## SUPPLIED PASSAGE
^^^^

If a good product is sold at an inflated price, consumers might purchase a less appropriate product, which may not satisfy them. Thus price fixing, both horizontal and vertical, is the most obvious infringement of competition law .
While horizontal agreements can eliminate inter-brand competition, price fixing between rivals, which also bind distributors (horizontal/vertical agreement) can restrict inter-brand as well as intra-brand competition. Mere vertical agreements, applied by suppliers individually, can cause horizontal effect as well, because it removes competition between distributors.
Competition can easily be restricted from a position of dominance. In order to drive smaller companies out of the market or to prevent others from entering, a dominant undertaking can abuse its economic power and charge prices which other firms cannot compete with.
The first Common Law country which had to deal with the issue of pricing, were the United States after the introduction of the Sherman Act 1890. In US v. Addyston Pipe and Steel Co. , the Supreme Court held pricing to be illegal per se under sec. 1 of the Sherman Act 1895 . An explanation for this holding can be found in Trenton Potteries : ′The power to fix prices […] involves power to control the market and to fix arbitrary and unreasonable prices.′
While pricing on a horizontal level, as it appeared in the early cases remains illegal, legislation on vertical restraints has developed differently during the last century . Now certain agreements can fall outside the US anti-trust act, if they stand a rule of reason approach, i.e. the plaintiff must prove that the restraint has negative effects on consumer welfare .
The central rules of competition on the European level are Article 81 [ex Article 85] and 82 [ex Article 86] of the Treaty of Rome. Following a continental European tradition , the lawmakers limited the extensive prohibitions of Article 81 (1) by exceptions in Article 81 (3). Thus restrictive practices go through a two-stage test.

^^^^

## PROVIDED MATERIAL
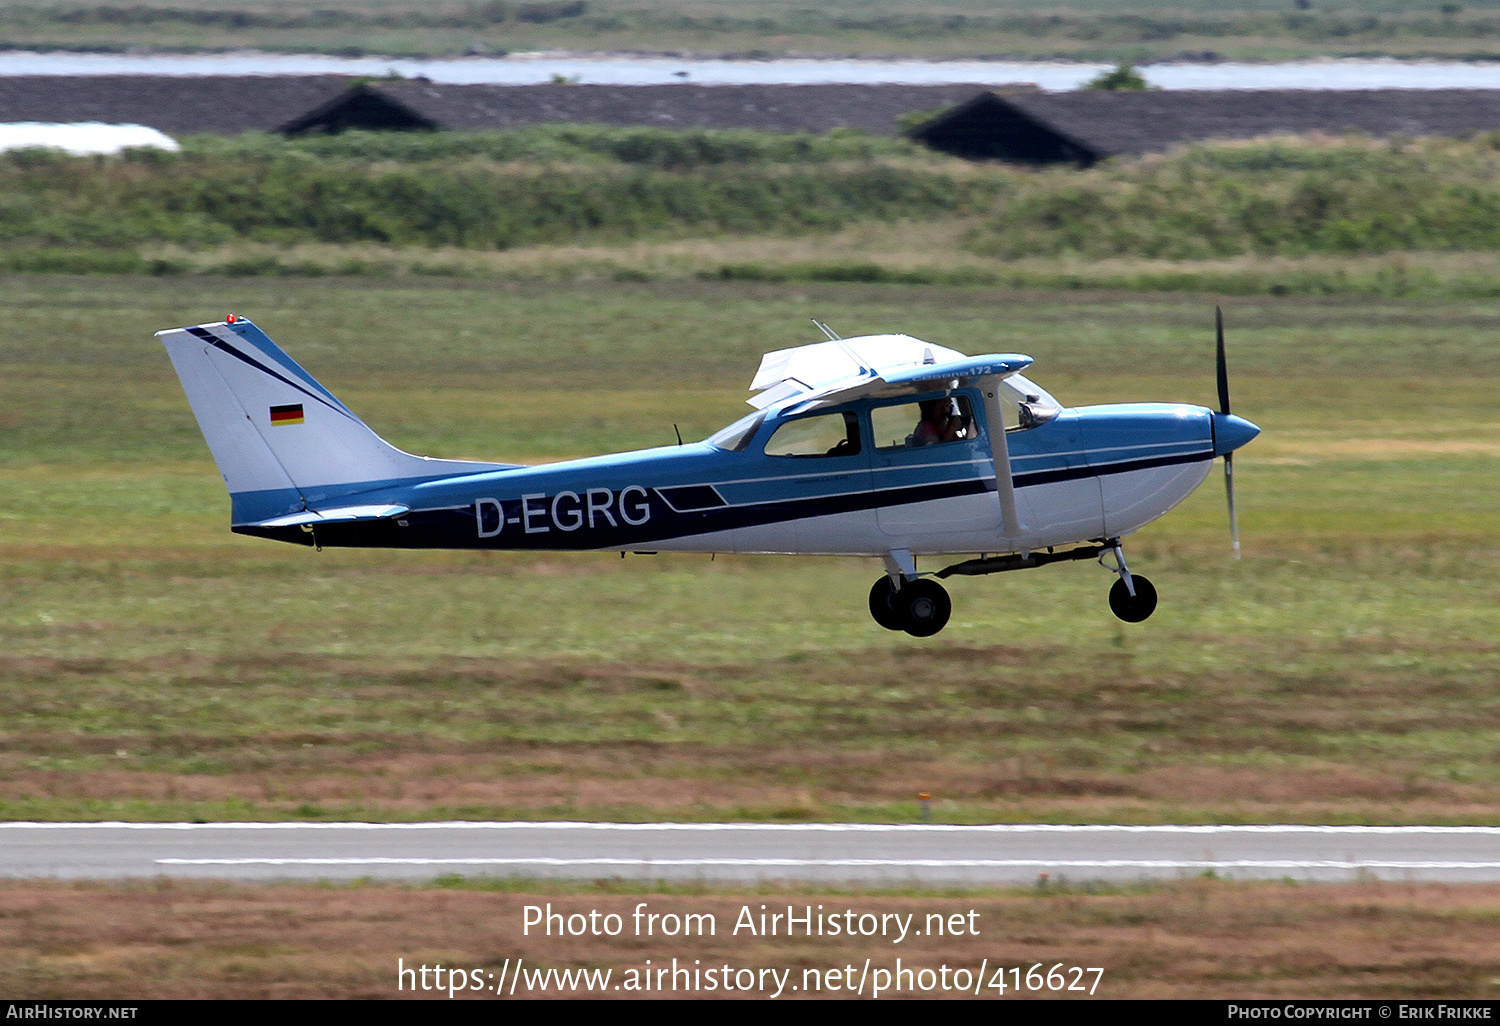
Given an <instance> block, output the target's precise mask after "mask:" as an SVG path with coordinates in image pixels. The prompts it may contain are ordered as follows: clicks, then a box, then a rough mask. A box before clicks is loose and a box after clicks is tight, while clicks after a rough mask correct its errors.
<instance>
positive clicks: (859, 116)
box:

^^^^

In the passage on price fixing, which two articles of the Treaty of Rome are named as the central rules of competition at the European level?

## ANSWER SPACE
Article 81 (formerly Article 85) and Article 82 (formerly Article 86).